## Texto fornecido
────────────────────────────────────────
Você já parou para pensar até que ponto o cuidado com a pele pode deixar de ser saudável e se transformar em um problema? Pois a dermorexia, termo ainda pouco conhecido, tem chamado a atenção de especialistas. Trata-se de uma preocupação excessiva com imperfeições da pele, como acne, manchas ou poros dilatados, que leva à adoção de rotinas obsessivas de skincare e ao uso indiscriminado de produtos. Embora o autocuidado seja importante, o excesso pode trazer consequências negativas para a saúde mental e física.
A dermorexia vai além de um simples desejo por uma pele bonita, por isso, no consultório, é importante identificar sinais como o uso exagerado de produtos e a busca incessante pela ‘pele perfeita’, que muitas vezes resulta em insatisfação crônica. Essa condição pode ser comparada ao distúrbio dismorfia corporal, no qual as pessoas se fixam em falhas que podem nem ser percebidas por outros. O desafio é que esses comportamentos nem sempre são claros para os pacientes, mas podem causar danos à autoestima.
Esse problema tem sido amplificado pelas redes sociais, especialmente plataformas como Instagram e TikTok, onde influenciadores promovem padrões de beleza muitas vezes irreais. A pele dessas influenciadoras já é bonita, e é por isso que elas são contratadas para fazer essas publicidades. Mas precisamos desenvolver um senso crítico sobre o que vemos nesse mercado da beleza. Isso porque adolescentes – e até crianças -estão sendo impactados por essas tendências, muitas vezes iniciando o uso precoce de cremes antienvelhecimento ou tratamentos inadequados para a idade.
A popularização de rotinas intensivas de cuidados com a pele, como as inspiradas no K-beauty (beleza coreana), também contribui para essa obsessão. No Brasil, um país marcado pela diversidade étnica e cultural, esses padrões podem ser especialmente prejudiciais. Nossa pele não segue necessariamente os padrões apresentados por modelos coreanas. Em muitas situações, a adolescência é marcada por espinhas e manchas, algo completamente normal.
No entanto, a pressão para alcançar uma pele impecável pode gerar sentimentos de inadequação e culpa em quem não consegue ou não deseja seguir essas tendências. Essa busca pela perfeição gera um ciclo vicioso: quanto mais produtos são usados sem orientação adequada, maior é o risco de irritações ou outros problemas dermatológicos, como acne induzida por cosméticos. Isso leva à ainda mais frustração e reforça a insatisfação com a própria aparência. Por isso, muitos pacientes chegam ao consultório relatando experiências negativas com produtos que prometeram milagres, mas acabaram agravando suas condições.
────────────────────────────────────────
## Registros fornecidos
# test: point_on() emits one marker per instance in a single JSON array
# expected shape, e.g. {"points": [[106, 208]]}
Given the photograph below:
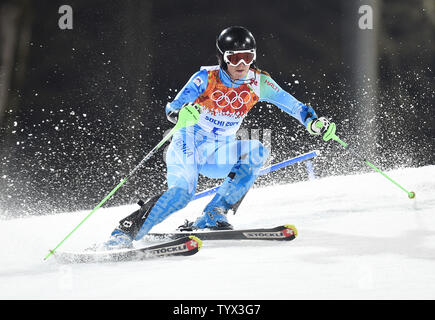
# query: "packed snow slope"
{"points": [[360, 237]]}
────────────────────────────────────────
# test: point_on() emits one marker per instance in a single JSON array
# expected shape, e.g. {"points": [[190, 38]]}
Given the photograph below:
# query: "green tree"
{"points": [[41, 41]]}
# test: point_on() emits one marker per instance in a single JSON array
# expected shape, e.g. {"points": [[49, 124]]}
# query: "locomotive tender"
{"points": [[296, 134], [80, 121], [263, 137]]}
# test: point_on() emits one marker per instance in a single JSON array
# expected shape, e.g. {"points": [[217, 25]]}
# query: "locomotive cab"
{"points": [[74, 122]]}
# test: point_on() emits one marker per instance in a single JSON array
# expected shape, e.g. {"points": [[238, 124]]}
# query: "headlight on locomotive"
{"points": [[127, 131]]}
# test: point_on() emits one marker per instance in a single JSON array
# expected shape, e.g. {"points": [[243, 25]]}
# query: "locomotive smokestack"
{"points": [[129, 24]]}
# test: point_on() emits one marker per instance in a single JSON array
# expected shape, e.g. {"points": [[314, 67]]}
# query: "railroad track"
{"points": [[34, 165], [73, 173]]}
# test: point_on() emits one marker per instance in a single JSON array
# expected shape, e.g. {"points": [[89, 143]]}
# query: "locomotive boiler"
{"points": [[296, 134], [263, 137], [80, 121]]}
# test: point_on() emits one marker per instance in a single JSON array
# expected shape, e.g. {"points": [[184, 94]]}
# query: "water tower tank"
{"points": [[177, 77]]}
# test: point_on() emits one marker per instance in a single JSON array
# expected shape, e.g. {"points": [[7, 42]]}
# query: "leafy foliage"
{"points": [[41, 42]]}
────────────────────────────────────────
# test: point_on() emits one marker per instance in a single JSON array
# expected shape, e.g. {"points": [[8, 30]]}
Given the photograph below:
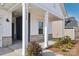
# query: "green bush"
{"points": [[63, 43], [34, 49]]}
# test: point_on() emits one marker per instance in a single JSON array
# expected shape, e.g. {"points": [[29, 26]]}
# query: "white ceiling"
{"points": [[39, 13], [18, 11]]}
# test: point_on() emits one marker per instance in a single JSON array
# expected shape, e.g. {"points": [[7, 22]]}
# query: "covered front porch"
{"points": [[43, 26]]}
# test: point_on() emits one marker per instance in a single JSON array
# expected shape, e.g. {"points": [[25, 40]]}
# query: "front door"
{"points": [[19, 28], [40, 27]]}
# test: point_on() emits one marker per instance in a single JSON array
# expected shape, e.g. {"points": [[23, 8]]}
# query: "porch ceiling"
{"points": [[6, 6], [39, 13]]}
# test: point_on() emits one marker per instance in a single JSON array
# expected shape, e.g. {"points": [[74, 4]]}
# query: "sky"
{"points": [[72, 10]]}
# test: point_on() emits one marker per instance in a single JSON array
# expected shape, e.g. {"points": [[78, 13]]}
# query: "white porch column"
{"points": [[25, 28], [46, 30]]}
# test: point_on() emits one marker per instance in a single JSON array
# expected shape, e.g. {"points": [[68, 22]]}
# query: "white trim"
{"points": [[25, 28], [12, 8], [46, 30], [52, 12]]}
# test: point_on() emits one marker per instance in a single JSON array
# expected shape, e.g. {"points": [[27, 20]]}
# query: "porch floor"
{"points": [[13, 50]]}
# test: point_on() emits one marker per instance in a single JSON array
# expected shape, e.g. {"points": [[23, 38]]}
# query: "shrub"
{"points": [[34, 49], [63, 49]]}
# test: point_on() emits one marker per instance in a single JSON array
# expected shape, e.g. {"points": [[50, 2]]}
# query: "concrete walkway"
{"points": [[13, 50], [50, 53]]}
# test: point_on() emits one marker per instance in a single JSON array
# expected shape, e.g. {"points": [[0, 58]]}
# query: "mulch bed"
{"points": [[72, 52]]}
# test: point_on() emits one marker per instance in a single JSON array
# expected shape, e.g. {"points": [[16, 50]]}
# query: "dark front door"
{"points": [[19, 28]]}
────────────────────────────────────────
## Instruções de trabalho
1: Liste as imperfeições da pele citadas como exemplo na definição de dermorexia do texto sobre dermorexia.
2: Segundo o texto sobre dermorexia, a que distúrbio essa condição pode ser comparada?
3: Por favor, reproduza o trecho do texto sobre dermorexia começando em "A popularização de" e indo até "algo completamente normal.".

## Respostas em ordem
1: Acne, manchas e poros dilatados.

2: Ao distúrbio dismorfia corporal.

3:
A popularização de rotinas intensivas de cuidados com a pele, como as inspiradas no K-beauty (beleza coreana), também contribui para essa obsessão. No Brasil, um país marcado pela diversidade étnica e cultural, esses padrões podem ser especialmente prejudiciais. Nossa pele não segue necessariamente os padrões apresentados por modelos coreanas. Em muitas situações, a adolescência é marcada por espinhas e manchas, algo completamente normal.